___ EXCERTO FORNECIDO
O Tratado sobre o Funcionamento da União Europeia confere à Comissão Europeia poderes para conduzir as negociações de acordos comerciais em nome dos Estados-membros, “no âmbito das directrizes que o Conselho [leia-se: Estados-membros] lhe possa endereçar” (artigo 207.º, n.º 3, do referido Tratado). Não se trata por isso de um cheque em branco que os Estados-membros outorgam à Comissão. A Comissão está limitada pelas directrizes conferidas pelos Estados-membros no âmbito de um processo negocial específico. O TTIP não é excepção. O documento que endereça estas directrizes à Comissão foi aprovado pelos 28 Estados-membros da UE numa reunião do Conselho dos Negócios Estrangeiros em 14 de Junho de 2013 e foi com base nele que a Comissão foi mandatada para iniciar e conduzir as negociações com a contraparte norte-americana. Este mandato inclui directrizes orientadoras sobre a natureza e o âmbito do Acordo, os seus princípios gerais e objectivos, apresentando e balizando os seus três elementos-chave: a) acesso ao mercado; b) questões regulamentares e barreiras não pautais; e c) regras (incluindo direito de propriedade intelectual, comércio e desenvolvimento sustentável).

Na história das negociações comerciais da UE, estes mandatos têm sido confidenciais e de circulação restrita entre a Comissão e os Estados-membros. Fruto da redefinição da estratégia de transparência, a negociação do TTIP alterou profundamente o procedimento e o mandato foi desclassificado em 9 de Outubro de 2013, passando a estar livremente disponível para consulta pública e online. Sabemos, portanto, à partida quais as linhas com que a Comissão pode coser o Acordo. Questionável, sim, a bondade desta medida do ponto de vista de estratégia negocial. Em termos de transparência, porém, consegue-se com dificuldade vislumbrar características de opacidade ou secretismo negocial.
______
REQUISITO:
Transcreva, do excerto sobre o mandato de negociação do TTIP, o trecho de "Na história das" até "ou secretismo negocial.", inclusive.
___ INFORMAÇÃO FORNECIDA
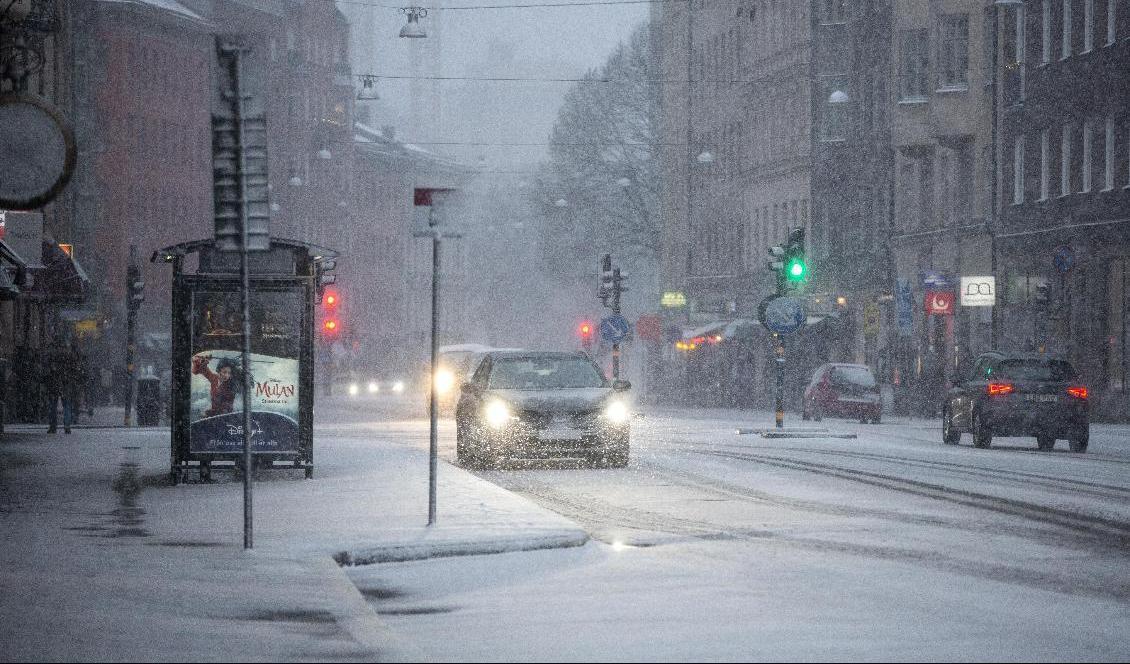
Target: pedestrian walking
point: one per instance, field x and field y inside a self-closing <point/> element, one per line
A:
______
RESULTADO DA TAREFA:
Na história das negociações comerciais da UE, estes mandatos têm sido confidenciais e de circulação restrita entre a Comissão e os Estados-membros. Fruto da redefinição da estratégia de transparência, a negociação do TTIP alterou profundamente o procedimento e o mandato foi desclassificado em 9 de Outubro de 2013, passando a estar livremente disponível para consulta pública e online. Sabemos, portanto, à partida quais as linhas com que a Comissão pode coser o Acordo. Questionável, sim, a bondade desta medida do ponto de vista de estratégia negocial. Em termos de transparência, porém, consegue-se com dificuldade vislumbrar características de opacidade ou secretismo negocial.